— Begin Supplied data —

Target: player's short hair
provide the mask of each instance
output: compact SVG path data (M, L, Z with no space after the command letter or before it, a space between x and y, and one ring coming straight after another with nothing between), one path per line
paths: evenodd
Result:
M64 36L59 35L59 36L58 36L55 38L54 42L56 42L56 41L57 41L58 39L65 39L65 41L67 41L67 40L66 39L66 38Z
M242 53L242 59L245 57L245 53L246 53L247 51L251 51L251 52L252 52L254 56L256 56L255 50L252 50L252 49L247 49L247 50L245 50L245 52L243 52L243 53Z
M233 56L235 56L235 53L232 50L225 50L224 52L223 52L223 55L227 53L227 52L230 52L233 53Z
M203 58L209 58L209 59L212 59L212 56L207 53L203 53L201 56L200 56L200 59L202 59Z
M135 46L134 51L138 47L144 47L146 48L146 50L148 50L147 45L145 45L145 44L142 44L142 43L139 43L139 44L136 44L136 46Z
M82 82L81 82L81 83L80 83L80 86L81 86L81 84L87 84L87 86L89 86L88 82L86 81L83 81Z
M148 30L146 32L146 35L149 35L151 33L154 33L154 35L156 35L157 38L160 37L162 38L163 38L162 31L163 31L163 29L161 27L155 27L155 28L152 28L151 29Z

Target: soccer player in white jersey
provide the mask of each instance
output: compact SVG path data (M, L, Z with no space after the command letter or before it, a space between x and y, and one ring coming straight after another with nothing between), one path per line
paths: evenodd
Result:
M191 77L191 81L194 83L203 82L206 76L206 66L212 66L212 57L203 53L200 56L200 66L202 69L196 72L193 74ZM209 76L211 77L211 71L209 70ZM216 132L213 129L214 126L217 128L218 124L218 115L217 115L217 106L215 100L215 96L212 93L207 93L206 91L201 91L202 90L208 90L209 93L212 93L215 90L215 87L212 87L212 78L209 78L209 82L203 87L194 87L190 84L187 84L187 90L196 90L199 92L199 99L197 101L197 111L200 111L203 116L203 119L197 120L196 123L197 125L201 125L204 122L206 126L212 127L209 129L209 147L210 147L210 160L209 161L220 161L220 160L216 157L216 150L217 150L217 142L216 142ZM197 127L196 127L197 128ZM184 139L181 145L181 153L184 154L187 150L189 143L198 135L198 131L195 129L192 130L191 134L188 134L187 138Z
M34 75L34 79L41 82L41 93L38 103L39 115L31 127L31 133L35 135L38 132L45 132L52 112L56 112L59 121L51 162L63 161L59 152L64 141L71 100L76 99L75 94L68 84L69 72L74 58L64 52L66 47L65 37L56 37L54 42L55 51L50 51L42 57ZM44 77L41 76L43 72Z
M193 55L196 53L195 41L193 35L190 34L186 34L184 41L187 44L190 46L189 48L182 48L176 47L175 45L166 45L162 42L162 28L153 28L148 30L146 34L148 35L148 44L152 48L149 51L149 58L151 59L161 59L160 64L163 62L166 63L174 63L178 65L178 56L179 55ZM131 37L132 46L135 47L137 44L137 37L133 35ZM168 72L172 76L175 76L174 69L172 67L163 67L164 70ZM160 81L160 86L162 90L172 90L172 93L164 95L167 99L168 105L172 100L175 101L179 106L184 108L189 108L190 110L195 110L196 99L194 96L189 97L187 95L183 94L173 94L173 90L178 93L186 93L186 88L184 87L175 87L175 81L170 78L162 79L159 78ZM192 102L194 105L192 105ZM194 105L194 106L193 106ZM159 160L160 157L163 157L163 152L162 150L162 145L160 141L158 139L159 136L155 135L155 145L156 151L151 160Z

— End Supplied data —

Write out all of the records above again, replacing "each instance" with "every instance" wherever it occurs. Keep everything else unchanged.

* [Output below]
Target: player's short hair
provide the mask of every instance
output: compact SVG path data (M, L, Z with no space after the command letter or before it, a space between x and y, and one ring coming straight after another with nothing between), one path per line
paths: evenodd
Result:
M64 36L59 35L59 36L58 36L55 38L54 42L56 42L56 41L57 41L58 39L65 39L65 41L67 41L67 40L66 39L66 38Z
M242 53L242 59L245 57L245 53L246 53L247 51L251 51L251 52L252 52L254 56L256 56L255 50L252 50L252 49L247 49L247 50L245 50L245 52L243 52L243 53Z
M233 56L235 56L235 53L232 50L225 50L224 52L223 52L223 55L227 53L227 52L230 52L233 53Z
M203 58L209 58L209 59L212 59L212 56L207 53L203 53L201 56L200 56L200 59L202 59Z
M135 46L134 51L138 47L144 47L146 48L146 50L148 50L147 45L145 45L145 44L142 44L142 43L139 43L139 44L136 44L136 46Z
M82 82L81 82L81 83L80 83L80 86L81 86L81 84L87 84L87 86L89 86L88 82L86 81L83 81Z
M148 30L146 32L146 35L149 35L151 33L154 33L154 35L156 35L157 38L160 37L162 38L163 38L162 31L163 31L163 29L161 27L155 27L155 28L152 28L151 29Z

Target: soccer player in white jersey
provide the mask of every instance
output: compact SVG path data (M, L, Z with no space after the command letter or before it, a space between x and y, and one ring coming straight after another with nothing between), one path per line
paths: evenodd
Result:
M191 77L191 81L194 83L203 82L206 76L206 66L212 66L212 57L203 53L200 56L200 66L202 69L196 72L193 74ZM209 76L211 77L211 71L209 70ZM216 132L213 129L214 126L217 128L218 124L218 115L217 115L217 106L215 100L215 96L212 93L207 93L206 91L201 91L202 90L208 90L209 93L212 93L215 90L215 87L212 87L212 78L209 78L209 82L203 87L194 87L190 84L187 84L187 90L196 90L199 92L199 99L197 101L197 111L200 111L203 116L203 119L197 120L196 123L197 125L201 125L204 122L206 126L212 127L209 129L209 147L210 147L210 160L209 161L220 161L220 160L216 157L216 150L217 150L217 142L216 142ZM197 127L196 127L197 128ZM184 139L181 145L181 153L184 154L187 150L189 143L198 135L198 131L195 129L192 130L191 134L188 134L187 138Z
M34 75L34 79L41 82L41 93L38 103L39 115L31 127L31 133L35 135L38 132L45 132L52 112L56 112L59 121L51 162L63 161L59 152L64 141L71 100L76 99L75 94L68 84L69 72L74 58L64 52L66 47L65 37L56 37L54 42L55 51L50 51L42 57ZM44 77L41 76L43 72Z
M193 55L196 53L195 41L193 35L190 34L186 34L184 41L187 44L190 46L189 48L182 48L176 47L175 45L166 45L162 42L162 28L153 28L148 30L146 34L148 35L148 44L152 48L149 51L149 58L151 59L161 59L160 64L163 62L166 63L174 63L178 65L178 56L179 55ZM131 37L132 46L135 47L137 44L137 37L133 35ZM168 72L172 76L175 76L174 69L172 67L163 67L164 70ZM160 81L160 86L162 90L172 90L172 93L164 95L167 99L168 105L172 100L175 101L179 106L184 108L189 108L190 110L195 110L196 99L194 96L189 97L187 95L183 94L173 94L173 90L178 93L186 93L186 88L184 87L175 87L175 81L170 78L162 79L159 78ZM192 102L194 105L192 105ZM194 105L194 106L193 106ZM159 160L160 157L163 157L163 152L162 150L162 145L160 141L158 139L159 136L155 135L155 145L156 151L151 160Z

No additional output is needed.